** BEGIN Supplied records **

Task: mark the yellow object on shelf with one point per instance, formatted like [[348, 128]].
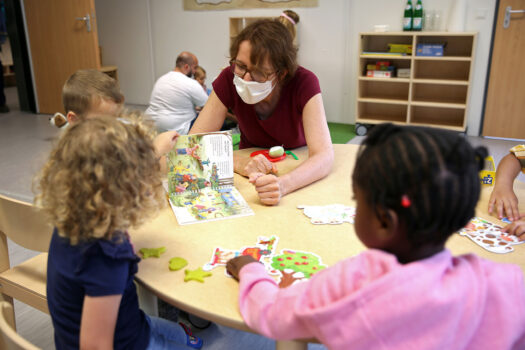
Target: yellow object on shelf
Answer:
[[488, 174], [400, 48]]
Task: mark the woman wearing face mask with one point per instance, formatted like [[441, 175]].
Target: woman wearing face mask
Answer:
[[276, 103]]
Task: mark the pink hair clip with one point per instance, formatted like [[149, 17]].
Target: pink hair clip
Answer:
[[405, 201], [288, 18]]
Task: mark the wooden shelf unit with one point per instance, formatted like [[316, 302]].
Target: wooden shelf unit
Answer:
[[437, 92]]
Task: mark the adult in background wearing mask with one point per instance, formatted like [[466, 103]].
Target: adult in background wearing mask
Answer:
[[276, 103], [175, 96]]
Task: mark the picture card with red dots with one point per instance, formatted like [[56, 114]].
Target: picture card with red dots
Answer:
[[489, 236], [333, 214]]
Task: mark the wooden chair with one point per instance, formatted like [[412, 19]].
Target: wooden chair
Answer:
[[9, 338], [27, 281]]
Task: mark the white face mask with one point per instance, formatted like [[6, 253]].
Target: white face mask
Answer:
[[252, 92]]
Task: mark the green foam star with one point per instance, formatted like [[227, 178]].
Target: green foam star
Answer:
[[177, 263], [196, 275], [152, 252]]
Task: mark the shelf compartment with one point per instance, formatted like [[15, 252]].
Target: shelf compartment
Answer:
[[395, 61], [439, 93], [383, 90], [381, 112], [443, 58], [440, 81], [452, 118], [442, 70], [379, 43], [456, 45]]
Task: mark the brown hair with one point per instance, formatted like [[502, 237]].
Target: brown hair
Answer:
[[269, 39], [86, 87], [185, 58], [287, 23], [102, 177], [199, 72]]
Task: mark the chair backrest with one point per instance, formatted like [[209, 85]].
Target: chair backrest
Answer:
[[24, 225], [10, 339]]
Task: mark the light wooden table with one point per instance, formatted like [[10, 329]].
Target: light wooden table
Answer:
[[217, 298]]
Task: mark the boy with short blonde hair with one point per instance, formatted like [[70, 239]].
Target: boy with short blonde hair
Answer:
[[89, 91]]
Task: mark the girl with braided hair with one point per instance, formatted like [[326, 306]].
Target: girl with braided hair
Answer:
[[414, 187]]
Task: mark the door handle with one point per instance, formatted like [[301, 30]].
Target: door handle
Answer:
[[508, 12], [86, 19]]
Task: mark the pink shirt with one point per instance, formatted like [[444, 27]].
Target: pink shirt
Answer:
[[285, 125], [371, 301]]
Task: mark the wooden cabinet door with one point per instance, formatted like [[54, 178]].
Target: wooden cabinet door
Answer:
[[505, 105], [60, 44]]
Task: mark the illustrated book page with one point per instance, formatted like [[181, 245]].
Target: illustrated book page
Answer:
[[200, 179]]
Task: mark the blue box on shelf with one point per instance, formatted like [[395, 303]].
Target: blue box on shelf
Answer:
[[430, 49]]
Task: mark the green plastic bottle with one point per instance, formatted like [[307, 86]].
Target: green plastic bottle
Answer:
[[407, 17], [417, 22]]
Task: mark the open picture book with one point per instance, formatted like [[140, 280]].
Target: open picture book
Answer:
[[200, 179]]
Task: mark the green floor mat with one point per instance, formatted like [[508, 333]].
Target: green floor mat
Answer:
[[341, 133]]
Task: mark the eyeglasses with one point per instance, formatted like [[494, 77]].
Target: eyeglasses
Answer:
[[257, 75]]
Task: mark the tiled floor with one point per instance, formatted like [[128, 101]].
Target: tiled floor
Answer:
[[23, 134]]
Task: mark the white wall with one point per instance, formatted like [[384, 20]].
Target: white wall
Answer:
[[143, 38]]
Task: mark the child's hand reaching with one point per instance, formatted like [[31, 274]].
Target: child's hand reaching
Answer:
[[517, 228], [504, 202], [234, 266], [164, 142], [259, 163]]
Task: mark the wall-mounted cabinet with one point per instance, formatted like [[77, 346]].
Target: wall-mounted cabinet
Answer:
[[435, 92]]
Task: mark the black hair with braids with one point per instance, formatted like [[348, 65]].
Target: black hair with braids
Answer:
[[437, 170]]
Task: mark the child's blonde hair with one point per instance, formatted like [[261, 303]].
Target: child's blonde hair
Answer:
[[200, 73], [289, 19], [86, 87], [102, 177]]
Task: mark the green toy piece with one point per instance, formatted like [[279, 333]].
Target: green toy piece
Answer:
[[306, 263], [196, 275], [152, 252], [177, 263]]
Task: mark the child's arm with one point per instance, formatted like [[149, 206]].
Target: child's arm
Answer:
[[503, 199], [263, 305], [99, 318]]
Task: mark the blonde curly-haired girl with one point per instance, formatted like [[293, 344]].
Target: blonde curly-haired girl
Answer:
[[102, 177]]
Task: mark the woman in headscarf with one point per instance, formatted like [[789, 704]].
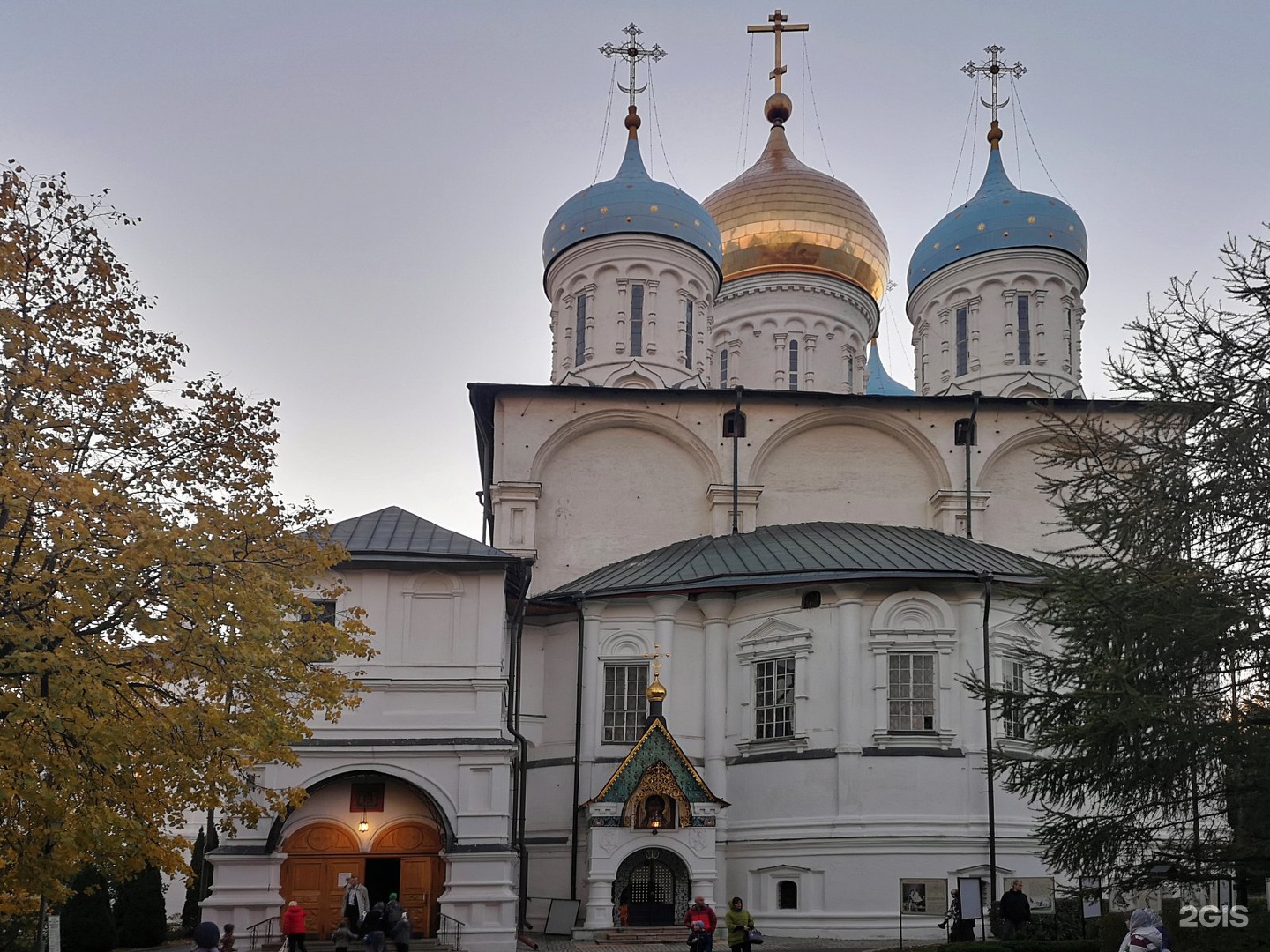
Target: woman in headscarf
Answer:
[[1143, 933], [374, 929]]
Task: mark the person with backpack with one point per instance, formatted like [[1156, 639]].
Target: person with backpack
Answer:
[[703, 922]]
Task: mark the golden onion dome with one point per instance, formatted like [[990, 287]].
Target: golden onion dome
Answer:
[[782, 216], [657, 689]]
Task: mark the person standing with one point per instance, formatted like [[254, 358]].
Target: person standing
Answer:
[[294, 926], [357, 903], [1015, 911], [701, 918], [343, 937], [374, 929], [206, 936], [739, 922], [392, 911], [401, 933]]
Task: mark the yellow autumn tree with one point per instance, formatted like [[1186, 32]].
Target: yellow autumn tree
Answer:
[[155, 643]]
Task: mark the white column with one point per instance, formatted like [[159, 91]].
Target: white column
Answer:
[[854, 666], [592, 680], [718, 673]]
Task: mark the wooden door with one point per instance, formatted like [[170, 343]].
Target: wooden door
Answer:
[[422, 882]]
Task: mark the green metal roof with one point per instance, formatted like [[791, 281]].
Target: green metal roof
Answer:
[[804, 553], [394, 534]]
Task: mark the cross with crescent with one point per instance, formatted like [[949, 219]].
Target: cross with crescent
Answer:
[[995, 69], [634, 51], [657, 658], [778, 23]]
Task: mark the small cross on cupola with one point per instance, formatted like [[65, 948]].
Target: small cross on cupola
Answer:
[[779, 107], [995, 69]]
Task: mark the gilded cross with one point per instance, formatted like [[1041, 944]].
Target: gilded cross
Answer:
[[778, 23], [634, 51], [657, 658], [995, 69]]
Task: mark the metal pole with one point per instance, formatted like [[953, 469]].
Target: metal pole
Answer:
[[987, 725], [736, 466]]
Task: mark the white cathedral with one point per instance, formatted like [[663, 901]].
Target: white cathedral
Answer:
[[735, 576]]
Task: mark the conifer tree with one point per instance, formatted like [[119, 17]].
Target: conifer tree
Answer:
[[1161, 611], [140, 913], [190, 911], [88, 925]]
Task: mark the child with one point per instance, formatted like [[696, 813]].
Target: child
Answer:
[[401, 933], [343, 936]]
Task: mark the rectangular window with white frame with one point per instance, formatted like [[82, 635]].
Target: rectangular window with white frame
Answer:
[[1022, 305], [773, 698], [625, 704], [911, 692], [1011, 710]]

** END Supplied records **

Rewrite all of the material above, replacing "one point per instance" with "a single point for each instance" and leaving everything else unchanged. Leave the pictures out.

Task: mark the yellow object on shelf with a single point for each instance, formatted like [[348, 128]].
Target: yellow object on shelf
Answer:
[[488, 174], [400, 48]]
Task: mark the woman wearing face mask with a single point for each instance, formatted like [[441, 175]].
Target: woman wearing face mask
Answer:
[[276, 103]]
Task: mark the pink hair clip with a single point for each instance, formatted like [[149, 17]].
Target: pink hair clip
Answer:
[[405, 201], [288, 18]]
Task: mark the wooden shelf unit with a single point for each instance, formatted like [[316, 302]].
Target: wooden shelf unit
Answer:
[[437, 92]]
Task: mark the adult in background wearing mask with a single point for each instance, formatted like [[466, 103]].
Target: adult in background wearing mask
Answer:
[[276, 103], [175, 96]]
Task: mark the picture card with red dots with a single point for each instance, formatted like [[56, 114]].
Target: picture card with red dots
Answer:
[[489, 236], [333, 214]]
Task: mark the wooden chair with a single point for each instance, formatted like [[412, 19]].
Target: wooden chair
Answer:
[[9, 338], [27, 281]]
Task: mark the white face mask with a single point for each instance, formatted like [[6, 253]].
Target: white face mask
Answer:
[[252, 92]]
Task: mark the green foam star with a single point for each instance, formatted like [[227, 178]].
Target: green foam star
Answer:
[[177, 263], [196, 275], [152, 252]]
Task: mark the shelf compartment with a single point for each instance, formatted like [[15, 252]].
Target: shelf compartment
Answer:
[[395, 61], [439, 93], [383, 90], [381, 112], [443, 58], [440, 81], [452, 118], [442, 70], [379, 43], [456, 45]]
Task: mark the brown hair with a single point for each instance, formatted like [[502, 237]].
Target: brown hair
Answer:
[[269, 39], [86, 87], [185, 58], [287, 23], [102, 177], [199, 72]]
Task: mark the chair backrest with a single point for each instance, formatted like [[209, 85]].
Target: chair backrest
Answer:
[[24, 225], [10, 339]]
Task: mark the light wooden table with a single point for each instance, formatted like [[10, 329]].
Target: light wooden table
Answer:
[[217, 298]]
Task: mark the boy with short blonde hair with a single point for each instance, formatted like [[70, 239]].
Target: boy with short blonde hair
Answer:
[[89, 91]]
Task: mark the girl with braided hair with a single point for each instance, formatted like [[326, 306]].
Target: girl with braided hair
Answer:
[[414, 187]]
Task: mark the door handle with a single point for each instance, formatted like [[301, 30]].
Target: door handle
Answer:
[[508, 12], [86, 19]]
Task: mark the pink shirt with a single point for each instance, formatted like [[444, 27]].
Target: pink shirt
Answer:
[[285, 125], [371, 301]]
Task: mark the wooden cabinet door with a single point for each instance, formatted like [[54, 178]].
Target: wooden cabinet door
Answer:
[[505, 105], [60, 44]]
Task: mark the illustrated book page with a single point for each instance, formatted like [[181, 245]].
Target: illustrated book page
Answer:
[[200, 179]]
Task: mark the blue box on shelf with a single point for each instance, formatted like [[395, 303]].
Target: blue box on shelf
Answer:
[[430, 49]]
Task: mark the green plastic bottle with a single point for each instance, formatted like [[307, 86]].
Target: green plastic bottle
Answer:
[[407, 17], [417, 22]]
Task: mark the open picture book with a single point for each instance, formatted like [[140, 280]].
Target: open picture book
Answer:
[[200, 179]]
Task: mark the green floor mat with a single point for each instance, formatted like [[508, 333]].
Target: green floor mat
Answer:
[[341, 133]]
Task: mark the eyeglasses with a single point for each instance, formatted like [[494, 77]].
Target: eyeglasses
Answer:
[[257, 75]]
Task: mark the tiled floor with a single point for each instance, formatted like [[128, 101]].
Target: tiled floor
Answer:
[[23, 134]]
Task: mark the white wall with a single point for each instance, formatted like [[384, 20]].
Target: white wall
Answer:
[[143, 38]]
Task: mark the child's hand reaching with a single point for each instance, formatted like [[31, 274]].
Target: child's hand reaching
Answer:
[[517, 228], [504, 202], [234, 266], [164, 142], [259, 163]]
Task: mark the wall-mounted cabinet with a single point for each instance, formatted like [[77, 346]].
Target: wall-mounted cabinet
Answer:
[[435, 92]]
Task: mark the black hair with braids with a single point for each instance, formatted like [[348, 65]].
Target: black hair with braids
Answer:
[[437, 170]]
Task: mark the child's blonde hair with a single point for each instance, formatted like [[261, 303]].
Target: child's blonde hair
Answer:
[[200, 73], [289, 19], [86, 87], [102, 177]]
Task: mark the green toy piece with a single point for each instance, formatted like [[279, 333]].
Target: green toy piece
Answer:
[[306, 263], [196, 275], [152, 252], [177, 263]]
Task: mark the child's arm with a single point for each instance, formatted like [[149, 206]].
Target: child's arm
Answer:
[[503, 199], [263, 305], [99, 318]]
Task: mark the blonde curly-haired girl with a single point for each instance, formatted like [[293, 344]].
Target: blonde curly-haired girl
Answer:
[[102, 177]]
Task: mark the woman in headscarf with a single point for each instance, formatted like [[789, 704]].
Target: woman in headscarf
Answer:
[[1143, 933], [374, 929]]
Task: mark the person with backpack with a single point for each instance, formatted like [[1156, 639]].
Target: person with backpack
Answer:
[[703, 922]]
Task: mark the golden onion dome with a single point for each instance, formatted like [[990, 287]].
Target: golden onion dome
Answer:
[[782, 216], [657, 689]]
Task: mark the person standing with a single point for each instance, formatted like [[254, 358]].
Target: person standing
Answer:
[[294, 926], [357, 903], [1015, 911], [701, 918], [343, 937], [374, 929], [206, 936], [739, 922], [392, 911], [401, 933]]
Task: mark the yellow autumn tree with a single point for each instance, formatted like [[1186, 32]].
Target: yellow autumn tree
Answer:
[[155, 643]]
Task: mark the white column with a single point for each instance, formatted like [[159, 91]].
Target: white column
Answer:
[[854, 666], [592, 680], [718, 673]]
Task: mark the wooden door with a single point for each instance, formatted like [[170, 343]].
Target: wooden door
Answer:
[[422, 882]]
Task: mark the green metal roof with a single point for each instance, formatted like [[791, 281]].
Target: green metal roof
Answer:
[[804, 553], [394, 534]]
Task: mark the cross with crescent with a single point for each instance, formatted like [[949, 219]].
Target: cross with crescent
Answer:
[[995, 69], [634, 51], [657, 658], [778, 23]]
Task: mark the small cross on cupola with a single point for each instance, formatted like [[65, 948]].
Target: small cross on cupola
Answer:
[[779, 107], [995, 69]]
Task: mark the gilded cross with a single point for each instance, formatted like [[1041, 944]].
Target: gilded cross
Answer:
[[778, 23], [634, 51], [657, 658], [995, 69]]
Task: mark the metal pole with a single point for each instance, formatted like [[953, 469]].
Target: metal pole
Answer:
[[987, 725], [736, 466]]
Task: mark the white cathedral with a single point for each instance, formatted like [[663, 901]].
Target: white cathedral
Answer:
[[735, 576]]
Task: mark the conifer tree with a single point for each instance, formatted like [[119, 17]].
Target: conifer tree
Answer:
[[1161, 611], [140, 913], [190, 911], [88, 925]]
Task: mark the child with a single point for each instance, formatted like [[696, 813]].
Target: child
Answer:
[[401, 933], [343, 936]]
Task: mark the rectangular window with white frame with a single point for each instance, formatted like [[82, 635]].
Target: rectangular window with white frame
Answer:
[[1022, 305], [773, 698], [625, 704], [911, 692], [1011, 710]]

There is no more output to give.